:: INSTRUÇÕES DA TAREFA ::
Escreva a continuação do texto sobre a ditadura, começando logo depois da última frase dele.

:: TEXTO FORNECIDO ::
☆ ☆ ☆ ☆

Ademais, na seção Archivi, estão disponíveis para leitura todas as "Lavagne del Sabato" publicadas até hoje em Sagarana.

13 de abril de 2008

LUTAR CONTRA A DITADURA


Quando falo em ditadura, há moita geral ao redor. No Comunique-se, onde a toda hora toco no assunto, ninguém replica, ninguém diz: “não, não estamos numa ditadura”. Passam por cima, passam lotados. Ditadura, assim como os trens e o trabalhismo, pertencem ao “passado”. Falar em ditadura seria sentir saudades dos tempos idos. Nunca pensei que eu pertenceria ao grupo mais discriminado de todos, os que acumulam idade. Muitos tapinhas nas costas e um “pronto, pronto, já passou” é o que menos precisamos agora. Ainda mais que sobram evidências de que vivemos numa ditadura.

O escândalo é que a palavra democracia, de tanto ser repetida pelos ditadores, acabou colando. É “bem” ser democrata. Quando vejo o cinismo vestindo a roupa da pseudo liberdade, descubro que democracia é uma espécie de grife chic que exibe as qualidades portentosas dos bem postos. Pessoas de bem, ou seja, gente de posses, são agora democratas. Adoraram 1964, continuam adorando. O que chamam de democracia serve apenas para colocar a culpa na cidadania pelos horrores gerados na ditadura. “Ah, mas você votou neles, agora agüenta”. Impõem os candidatos nicados e te oferecem a escolha. O voto acaba obedecendo a máxima do “não tem tu, vai tu mesmo”.

O passado parece ser “coisa de pobre”: é feio falar nisso. A elegância da moita, o silêncio em relação à verdade, é a tática tanto dos espertalhões, quanto dos sobreviventes. Como vivemos em cima de um monte de cadáveres, que cresce todos os dias, então calamos e olhamos de maneira significativa para o nada. Mas é perda de tempo. Ditadura existe e tem seu núcleo nos Estados Unidos. Vejam por exemplo o filme “O Suspeito" (Rendition), de 2007, do roteirista Kelley Sane e do diretor Gavin Hood. É sobre a tortura dos prisioneiros levados para países de merda, a cargo da CIA. As cenas reproduzem os pesadelos que pertenciam ao Terceiro Mundo.

Nos Extras do dvd, há um documentário que mostra alguns casos de inocentes torturados, depoimentos que são intercalados pelas mentiras oficiais, de cara limpa, de W. Bush e Condoleeza Rice (recebida com tapete vermelho pelos brasileiros, que ficam de cu para cima quando ela passa por aqui a caminho da Argentina). Destroem vidas, eliminam carreiras, quebram famílias em nome da segurança deles. Já vimos esse filme e continuamos vendo.

☆ ☆ ☆ ☆

:: ENTRADAS FORNECIDAS ::
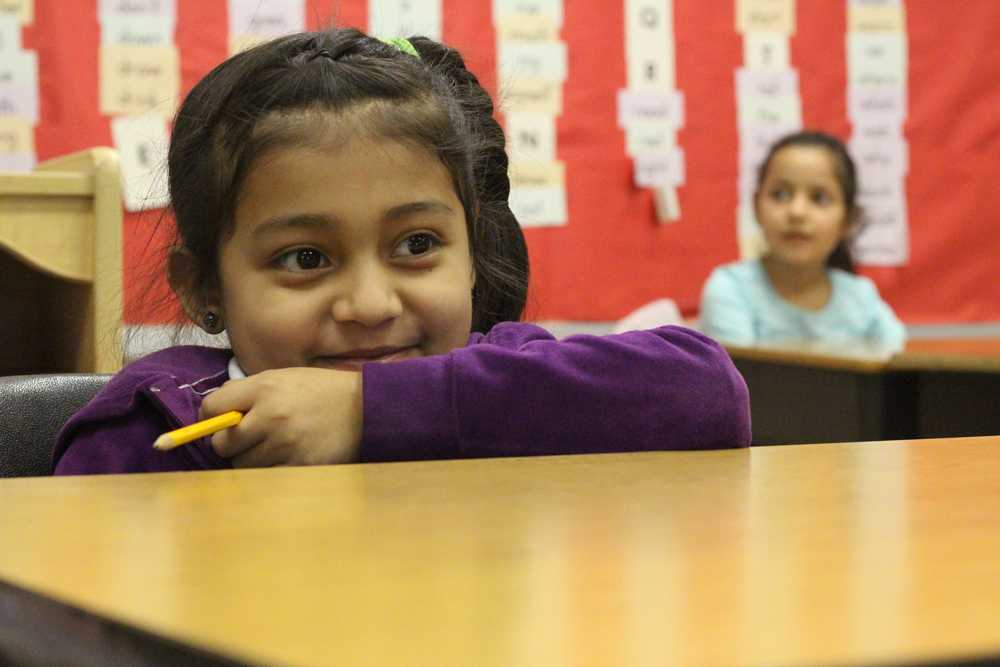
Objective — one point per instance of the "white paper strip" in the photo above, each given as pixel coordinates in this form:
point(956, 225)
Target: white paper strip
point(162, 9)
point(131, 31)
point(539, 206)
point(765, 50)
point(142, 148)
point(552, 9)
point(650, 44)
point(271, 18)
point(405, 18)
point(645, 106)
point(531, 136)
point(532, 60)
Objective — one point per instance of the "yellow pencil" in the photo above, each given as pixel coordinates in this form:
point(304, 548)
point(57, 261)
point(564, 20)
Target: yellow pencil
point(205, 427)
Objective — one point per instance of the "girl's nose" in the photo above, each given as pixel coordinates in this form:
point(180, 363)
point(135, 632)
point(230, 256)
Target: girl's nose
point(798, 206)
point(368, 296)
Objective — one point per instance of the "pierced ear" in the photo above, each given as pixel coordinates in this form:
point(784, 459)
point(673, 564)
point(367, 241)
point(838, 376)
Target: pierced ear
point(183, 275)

☆ ☆ ☆ ☆

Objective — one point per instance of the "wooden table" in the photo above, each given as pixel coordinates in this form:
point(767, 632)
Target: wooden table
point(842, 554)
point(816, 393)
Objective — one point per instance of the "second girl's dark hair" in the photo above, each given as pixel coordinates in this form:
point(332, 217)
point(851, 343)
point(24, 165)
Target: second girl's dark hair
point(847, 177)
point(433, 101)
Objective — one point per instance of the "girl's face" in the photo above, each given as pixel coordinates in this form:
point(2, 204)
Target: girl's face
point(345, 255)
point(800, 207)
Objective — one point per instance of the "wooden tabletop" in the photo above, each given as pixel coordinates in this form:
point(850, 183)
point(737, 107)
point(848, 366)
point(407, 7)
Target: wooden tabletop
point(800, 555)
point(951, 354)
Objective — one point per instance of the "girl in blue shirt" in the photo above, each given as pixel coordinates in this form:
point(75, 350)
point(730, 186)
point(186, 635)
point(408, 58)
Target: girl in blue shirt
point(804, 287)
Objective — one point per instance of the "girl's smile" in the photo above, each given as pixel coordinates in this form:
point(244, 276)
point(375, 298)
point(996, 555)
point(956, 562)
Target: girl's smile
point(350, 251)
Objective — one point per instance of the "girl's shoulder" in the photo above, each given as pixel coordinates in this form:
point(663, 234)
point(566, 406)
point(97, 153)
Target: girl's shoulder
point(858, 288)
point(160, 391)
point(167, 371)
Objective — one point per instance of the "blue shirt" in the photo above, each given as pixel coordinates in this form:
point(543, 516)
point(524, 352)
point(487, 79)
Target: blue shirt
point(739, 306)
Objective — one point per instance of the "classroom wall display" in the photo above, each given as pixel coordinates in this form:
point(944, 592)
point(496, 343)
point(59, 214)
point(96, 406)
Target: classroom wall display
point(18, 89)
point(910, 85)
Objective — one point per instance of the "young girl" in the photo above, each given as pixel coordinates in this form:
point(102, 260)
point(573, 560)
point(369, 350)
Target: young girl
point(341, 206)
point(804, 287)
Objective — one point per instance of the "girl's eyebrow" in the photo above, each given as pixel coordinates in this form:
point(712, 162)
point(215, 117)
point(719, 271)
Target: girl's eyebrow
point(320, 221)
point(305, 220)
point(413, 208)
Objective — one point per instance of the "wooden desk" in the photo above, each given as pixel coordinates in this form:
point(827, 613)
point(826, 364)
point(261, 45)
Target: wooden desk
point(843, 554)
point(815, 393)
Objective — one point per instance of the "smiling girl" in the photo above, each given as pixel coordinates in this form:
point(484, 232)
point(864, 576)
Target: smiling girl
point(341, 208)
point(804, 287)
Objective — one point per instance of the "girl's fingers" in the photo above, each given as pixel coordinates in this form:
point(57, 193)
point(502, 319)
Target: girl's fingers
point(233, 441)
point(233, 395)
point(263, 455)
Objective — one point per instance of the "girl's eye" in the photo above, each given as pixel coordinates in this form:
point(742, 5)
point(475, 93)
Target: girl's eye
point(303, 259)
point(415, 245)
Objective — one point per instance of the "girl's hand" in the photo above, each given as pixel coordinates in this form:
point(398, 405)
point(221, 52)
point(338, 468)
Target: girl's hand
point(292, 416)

☆ ☆ ☆ ☆

:: RESPOSTA ::
No artigo “Chile Libertad con las manos atadas”, publicado na edição deste domingo no La Insignia, Roberto Ortiz diz textualmente: “ Christopher Cyril Harrison y Joffrey Paul Rossj, periodistas franceses, fueron detenidos en Collipulli, IX Región, mientras realizaban un documental sobre la situación del pueblo mapuche.(...) Varios periodistas y fotógrafos han denunciado ser objeto de golpizas y amenazas por parte de la policía, entre ellos el gráfico Jorge Zúñiga y los jóvenes videístas de Indymedia y otros medios de comunicación independientes. (..)La libertad de expresión en Chile sigue de manos atadas. Recientemente, la Corte de Apelaciones de Santiago desestimó una querella presentada por el ex militar y represor de la dictadura de Augusto Pinochet, Edwin Dimter, contra quienes lo evidenciaron como el responsable del asesinato del cantautor comunista Víctor Jara, ocurrido el 14 de septiembre de 1973.”

Ou seja, torturam, matam, censuram e fica tudo por isso mesmo. Os americanos agora provam do próprio remédio. Criaram as ditaduras no Terceiro Mundo, mantêm esse sistema com arrocho financeiro, especulação, invasão, dominam a mídia comprada e são apoiados pelos traidores de sempre, os que adoram viajar às custas do povo brasileiro, distribuindo abobrinhas pelo mundo todo. Podem dizer o que quiserem, mas as palavras de ordem continuam, infelizmente, intactas: Abaixo a ditadura e fora o imperialismo.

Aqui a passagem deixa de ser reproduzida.